• _WRITTEN EXERCISE_
Return every line of the records that contains the word "blue".

• _DATA SHOWN_
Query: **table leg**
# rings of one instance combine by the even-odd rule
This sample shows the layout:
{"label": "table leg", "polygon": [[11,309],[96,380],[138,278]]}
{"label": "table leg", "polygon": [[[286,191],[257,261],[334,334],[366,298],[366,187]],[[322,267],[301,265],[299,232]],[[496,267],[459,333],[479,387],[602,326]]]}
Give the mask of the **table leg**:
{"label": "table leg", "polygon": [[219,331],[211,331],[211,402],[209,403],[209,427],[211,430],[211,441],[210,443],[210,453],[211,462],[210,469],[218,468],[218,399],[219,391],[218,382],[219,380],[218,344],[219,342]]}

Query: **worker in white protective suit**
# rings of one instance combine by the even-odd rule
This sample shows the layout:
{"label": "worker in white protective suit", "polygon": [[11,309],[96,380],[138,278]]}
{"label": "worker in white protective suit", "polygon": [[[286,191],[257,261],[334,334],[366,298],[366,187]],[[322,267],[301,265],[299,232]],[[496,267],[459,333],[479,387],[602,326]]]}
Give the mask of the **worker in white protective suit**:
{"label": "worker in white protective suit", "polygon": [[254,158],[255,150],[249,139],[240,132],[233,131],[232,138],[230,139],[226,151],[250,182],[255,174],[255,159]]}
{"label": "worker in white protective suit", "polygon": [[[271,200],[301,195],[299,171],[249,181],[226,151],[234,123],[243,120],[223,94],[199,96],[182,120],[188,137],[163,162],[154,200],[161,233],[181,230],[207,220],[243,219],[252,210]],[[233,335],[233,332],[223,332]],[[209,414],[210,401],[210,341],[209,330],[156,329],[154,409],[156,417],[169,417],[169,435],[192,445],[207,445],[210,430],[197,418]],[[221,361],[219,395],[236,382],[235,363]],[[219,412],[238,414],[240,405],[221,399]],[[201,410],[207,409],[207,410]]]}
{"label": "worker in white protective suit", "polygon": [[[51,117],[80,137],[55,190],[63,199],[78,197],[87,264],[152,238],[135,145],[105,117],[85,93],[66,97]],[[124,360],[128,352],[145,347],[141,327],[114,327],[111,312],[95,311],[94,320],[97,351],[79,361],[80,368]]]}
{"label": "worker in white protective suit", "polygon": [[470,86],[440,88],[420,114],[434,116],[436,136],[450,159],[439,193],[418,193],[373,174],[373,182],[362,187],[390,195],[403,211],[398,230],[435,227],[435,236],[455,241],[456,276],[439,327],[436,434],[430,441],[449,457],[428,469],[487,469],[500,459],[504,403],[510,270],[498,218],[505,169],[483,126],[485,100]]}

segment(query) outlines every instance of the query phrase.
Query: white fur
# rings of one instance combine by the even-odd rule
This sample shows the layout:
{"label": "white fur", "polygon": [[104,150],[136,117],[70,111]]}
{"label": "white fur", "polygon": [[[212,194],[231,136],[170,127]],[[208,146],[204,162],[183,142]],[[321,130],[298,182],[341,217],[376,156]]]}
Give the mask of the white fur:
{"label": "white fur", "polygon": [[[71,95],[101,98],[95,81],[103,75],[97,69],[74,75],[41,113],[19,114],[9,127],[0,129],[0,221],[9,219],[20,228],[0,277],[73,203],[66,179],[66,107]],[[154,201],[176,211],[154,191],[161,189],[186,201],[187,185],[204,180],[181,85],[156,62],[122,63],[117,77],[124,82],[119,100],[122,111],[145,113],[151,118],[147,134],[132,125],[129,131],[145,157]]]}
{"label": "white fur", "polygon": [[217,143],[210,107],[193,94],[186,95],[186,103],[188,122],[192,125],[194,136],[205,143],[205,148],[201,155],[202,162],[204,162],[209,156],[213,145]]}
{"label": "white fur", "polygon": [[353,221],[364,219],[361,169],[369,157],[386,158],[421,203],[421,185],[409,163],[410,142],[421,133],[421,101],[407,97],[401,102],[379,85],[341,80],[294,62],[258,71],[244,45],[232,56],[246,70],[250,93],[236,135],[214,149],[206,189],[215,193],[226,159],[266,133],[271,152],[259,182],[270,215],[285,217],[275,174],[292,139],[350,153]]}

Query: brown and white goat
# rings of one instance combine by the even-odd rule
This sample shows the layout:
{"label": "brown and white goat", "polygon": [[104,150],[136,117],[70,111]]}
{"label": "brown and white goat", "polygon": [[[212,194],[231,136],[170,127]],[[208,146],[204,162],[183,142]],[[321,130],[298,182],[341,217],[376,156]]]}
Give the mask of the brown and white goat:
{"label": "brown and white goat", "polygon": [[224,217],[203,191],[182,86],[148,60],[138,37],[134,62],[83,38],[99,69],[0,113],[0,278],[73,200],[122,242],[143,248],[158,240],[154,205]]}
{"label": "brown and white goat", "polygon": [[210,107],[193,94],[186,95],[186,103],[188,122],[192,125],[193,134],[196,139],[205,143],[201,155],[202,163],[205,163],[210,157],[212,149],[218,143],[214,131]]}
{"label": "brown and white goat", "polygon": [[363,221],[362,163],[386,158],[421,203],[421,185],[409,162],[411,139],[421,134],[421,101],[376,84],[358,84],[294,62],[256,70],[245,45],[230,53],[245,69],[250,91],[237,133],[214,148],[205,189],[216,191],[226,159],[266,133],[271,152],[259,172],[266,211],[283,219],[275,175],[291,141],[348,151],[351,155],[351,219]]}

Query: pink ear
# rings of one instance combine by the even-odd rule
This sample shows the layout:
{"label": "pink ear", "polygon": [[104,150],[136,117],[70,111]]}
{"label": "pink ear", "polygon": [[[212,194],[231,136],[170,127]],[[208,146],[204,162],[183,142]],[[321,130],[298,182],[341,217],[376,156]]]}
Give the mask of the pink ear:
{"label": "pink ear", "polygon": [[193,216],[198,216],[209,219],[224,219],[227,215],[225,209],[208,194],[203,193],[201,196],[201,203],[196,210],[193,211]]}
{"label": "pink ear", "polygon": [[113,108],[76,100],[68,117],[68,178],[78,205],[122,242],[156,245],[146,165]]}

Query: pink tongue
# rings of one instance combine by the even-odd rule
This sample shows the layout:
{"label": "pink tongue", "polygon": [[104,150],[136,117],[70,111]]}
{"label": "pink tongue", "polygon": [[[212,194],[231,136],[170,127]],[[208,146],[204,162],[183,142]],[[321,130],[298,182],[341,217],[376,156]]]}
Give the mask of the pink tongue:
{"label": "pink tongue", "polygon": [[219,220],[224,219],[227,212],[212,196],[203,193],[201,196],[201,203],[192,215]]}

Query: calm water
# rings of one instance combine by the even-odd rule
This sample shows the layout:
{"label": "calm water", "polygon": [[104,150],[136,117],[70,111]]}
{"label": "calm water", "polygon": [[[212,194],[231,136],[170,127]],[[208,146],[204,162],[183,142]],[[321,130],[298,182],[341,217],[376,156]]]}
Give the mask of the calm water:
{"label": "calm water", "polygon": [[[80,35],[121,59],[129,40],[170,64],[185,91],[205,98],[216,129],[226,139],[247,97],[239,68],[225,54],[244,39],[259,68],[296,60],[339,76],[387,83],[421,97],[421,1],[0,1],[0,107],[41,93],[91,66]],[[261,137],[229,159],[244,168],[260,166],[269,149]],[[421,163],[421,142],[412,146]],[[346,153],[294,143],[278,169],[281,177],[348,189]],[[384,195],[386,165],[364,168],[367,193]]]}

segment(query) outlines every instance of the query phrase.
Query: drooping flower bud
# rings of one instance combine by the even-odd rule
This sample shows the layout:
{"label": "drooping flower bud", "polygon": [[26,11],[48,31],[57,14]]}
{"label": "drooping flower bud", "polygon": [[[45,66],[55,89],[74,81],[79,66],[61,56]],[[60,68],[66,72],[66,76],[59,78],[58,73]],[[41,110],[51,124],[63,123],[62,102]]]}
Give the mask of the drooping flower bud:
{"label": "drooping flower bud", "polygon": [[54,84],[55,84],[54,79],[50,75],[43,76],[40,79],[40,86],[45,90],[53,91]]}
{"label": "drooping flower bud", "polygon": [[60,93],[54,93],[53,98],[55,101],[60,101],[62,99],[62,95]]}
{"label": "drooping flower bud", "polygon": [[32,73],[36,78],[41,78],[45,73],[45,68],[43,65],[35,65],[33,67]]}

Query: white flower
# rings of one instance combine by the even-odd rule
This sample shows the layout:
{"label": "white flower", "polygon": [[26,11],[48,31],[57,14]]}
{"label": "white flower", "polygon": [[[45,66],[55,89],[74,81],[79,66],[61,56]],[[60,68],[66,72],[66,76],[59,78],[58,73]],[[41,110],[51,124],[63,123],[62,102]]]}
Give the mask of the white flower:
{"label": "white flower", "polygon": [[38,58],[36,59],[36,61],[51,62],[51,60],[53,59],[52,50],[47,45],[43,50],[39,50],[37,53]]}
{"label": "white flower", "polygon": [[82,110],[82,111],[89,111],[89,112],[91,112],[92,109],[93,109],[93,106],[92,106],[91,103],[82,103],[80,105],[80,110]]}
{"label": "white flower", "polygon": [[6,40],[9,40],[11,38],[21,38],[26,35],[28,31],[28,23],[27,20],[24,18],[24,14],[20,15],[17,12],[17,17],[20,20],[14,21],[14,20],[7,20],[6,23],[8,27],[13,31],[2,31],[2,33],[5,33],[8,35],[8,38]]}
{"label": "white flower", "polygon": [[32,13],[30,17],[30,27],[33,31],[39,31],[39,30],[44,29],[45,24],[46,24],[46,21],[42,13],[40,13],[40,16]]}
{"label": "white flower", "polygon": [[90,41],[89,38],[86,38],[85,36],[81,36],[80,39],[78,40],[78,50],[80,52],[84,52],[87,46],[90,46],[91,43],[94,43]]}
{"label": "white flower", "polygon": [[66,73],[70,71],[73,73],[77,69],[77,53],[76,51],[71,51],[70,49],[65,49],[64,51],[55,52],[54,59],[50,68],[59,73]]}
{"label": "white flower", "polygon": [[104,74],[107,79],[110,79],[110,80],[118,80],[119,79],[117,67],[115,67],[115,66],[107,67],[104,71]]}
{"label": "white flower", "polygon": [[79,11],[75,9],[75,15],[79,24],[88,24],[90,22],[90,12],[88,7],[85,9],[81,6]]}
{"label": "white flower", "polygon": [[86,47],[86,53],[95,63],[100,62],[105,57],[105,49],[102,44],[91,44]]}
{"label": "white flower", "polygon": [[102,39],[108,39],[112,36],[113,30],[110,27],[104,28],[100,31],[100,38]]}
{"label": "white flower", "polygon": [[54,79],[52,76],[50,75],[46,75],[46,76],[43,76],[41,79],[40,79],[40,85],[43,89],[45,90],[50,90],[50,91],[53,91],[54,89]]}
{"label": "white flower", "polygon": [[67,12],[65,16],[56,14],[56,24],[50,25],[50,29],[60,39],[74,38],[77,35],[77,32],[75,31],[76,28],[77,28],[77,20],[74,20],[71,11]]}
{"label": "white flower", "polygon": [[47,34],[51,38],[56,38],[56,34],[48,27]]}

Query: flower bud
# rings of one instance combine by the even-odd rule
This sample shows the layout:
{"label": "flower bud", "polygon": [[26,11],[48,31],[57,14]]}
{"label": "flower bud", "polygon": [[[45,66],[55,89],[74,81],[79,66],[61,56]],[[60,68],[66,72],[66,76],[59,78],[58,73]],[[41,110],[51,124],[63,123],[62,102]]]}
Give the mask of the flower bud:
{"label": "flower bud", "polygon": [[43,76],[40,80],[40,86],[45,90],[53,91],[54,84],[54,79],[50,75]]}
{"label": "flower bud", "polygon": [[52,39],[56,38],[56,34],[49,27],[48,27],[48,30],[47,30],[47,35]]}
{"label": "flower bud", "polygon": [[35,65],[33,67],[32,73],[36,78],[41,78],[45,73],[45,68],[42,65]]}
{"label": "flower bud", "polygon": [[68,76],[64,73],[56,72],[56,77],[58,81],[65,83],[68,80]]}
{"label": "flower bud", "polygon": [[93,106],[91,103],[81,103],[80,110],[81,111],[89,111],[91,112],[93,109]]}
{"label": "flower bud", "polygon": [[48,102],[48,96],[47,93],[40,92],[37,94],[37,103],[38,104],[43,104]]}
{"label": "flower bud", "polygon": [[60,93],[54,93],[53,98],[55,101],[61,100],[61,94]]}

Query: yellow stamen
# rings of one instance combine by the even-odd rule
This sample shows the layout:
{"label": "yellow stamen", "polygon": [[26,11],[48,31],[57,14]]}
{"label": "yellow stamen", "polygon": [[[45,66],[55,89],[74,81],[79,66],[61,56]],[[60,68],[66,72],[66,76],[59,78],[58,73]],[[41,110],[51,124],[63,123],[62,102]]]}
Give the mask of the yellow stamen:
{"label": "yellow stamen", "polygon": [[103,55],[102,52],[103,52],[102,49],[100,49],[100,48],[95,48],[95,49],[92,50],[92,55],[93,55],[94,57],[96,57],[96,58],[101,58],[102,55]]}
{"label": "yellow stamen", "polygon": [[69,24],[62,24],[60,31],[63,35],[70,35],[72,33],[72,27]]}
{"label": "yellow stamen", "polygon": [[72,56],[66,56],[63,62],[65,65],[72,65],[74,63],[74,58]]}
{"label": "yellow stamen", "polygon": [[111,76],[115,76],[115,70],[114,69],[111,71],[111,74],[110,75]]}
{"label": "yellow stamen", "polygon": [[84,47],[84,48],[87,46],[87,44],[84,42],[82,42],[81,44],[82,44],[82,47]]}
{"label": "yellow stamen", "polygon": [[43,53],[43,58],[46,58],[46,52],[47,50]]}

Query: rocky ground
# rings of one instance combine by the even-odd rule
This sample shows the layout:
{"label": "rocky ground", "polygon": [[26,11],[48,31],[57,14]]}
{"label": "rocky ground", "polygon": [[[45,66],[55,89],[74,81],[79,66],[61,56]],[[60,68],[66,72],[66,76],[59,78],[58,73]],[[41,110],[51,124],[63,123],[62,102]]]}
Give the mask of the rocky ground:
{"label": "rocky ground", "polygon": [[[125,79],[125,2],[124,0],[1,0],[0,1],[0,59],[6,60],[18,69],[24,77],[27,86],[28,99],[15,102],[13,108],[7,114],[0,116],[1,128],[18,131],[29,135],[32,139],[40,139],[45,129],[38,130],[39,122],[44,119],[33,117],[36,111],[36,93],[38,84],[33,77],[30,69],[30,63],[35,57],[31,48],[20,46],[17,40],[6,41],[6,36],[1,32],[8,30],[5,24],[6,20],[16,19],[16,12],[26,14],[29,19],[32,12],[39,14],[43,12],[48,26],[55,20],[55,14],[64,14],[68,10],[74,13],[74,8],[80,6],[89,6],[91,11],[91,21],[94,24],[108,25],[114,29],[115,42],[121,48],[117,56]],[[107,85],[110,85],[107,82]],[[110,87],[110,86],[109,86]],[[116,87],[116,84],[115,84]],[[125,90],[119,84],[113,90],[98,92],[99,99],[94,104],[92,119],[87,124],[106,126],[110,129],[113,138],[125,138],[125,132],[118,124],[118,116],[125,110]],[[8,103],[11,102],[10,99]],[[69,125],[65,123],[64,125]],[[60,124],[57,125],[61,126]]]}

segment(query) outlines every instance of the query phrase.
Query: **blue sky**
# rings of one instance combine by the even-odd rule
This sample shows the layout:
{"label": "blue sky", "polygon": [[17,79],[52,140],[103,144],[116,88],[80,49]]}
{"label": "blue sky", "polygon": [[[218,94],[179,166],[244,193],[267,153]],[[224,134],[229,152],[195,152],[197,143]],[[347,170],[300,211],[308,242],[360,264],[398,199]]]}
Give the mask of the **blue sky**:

• _SOLVED EXERCISE_
Query: **blue sky**
{"label": "blue sky", "polygon": [[17,79],[52,140],[103,144],[116,88],[80,49]]}
{"label": "blue sky", "polygon": [[[218,94],[179,166],[244,193],[267,153]],[[224,134],[229,152],[195,152],[197,143]],[[347,170],[300,211],[308,242],[360,264],[398,199]]]}
Give the mask of the **blue sky**:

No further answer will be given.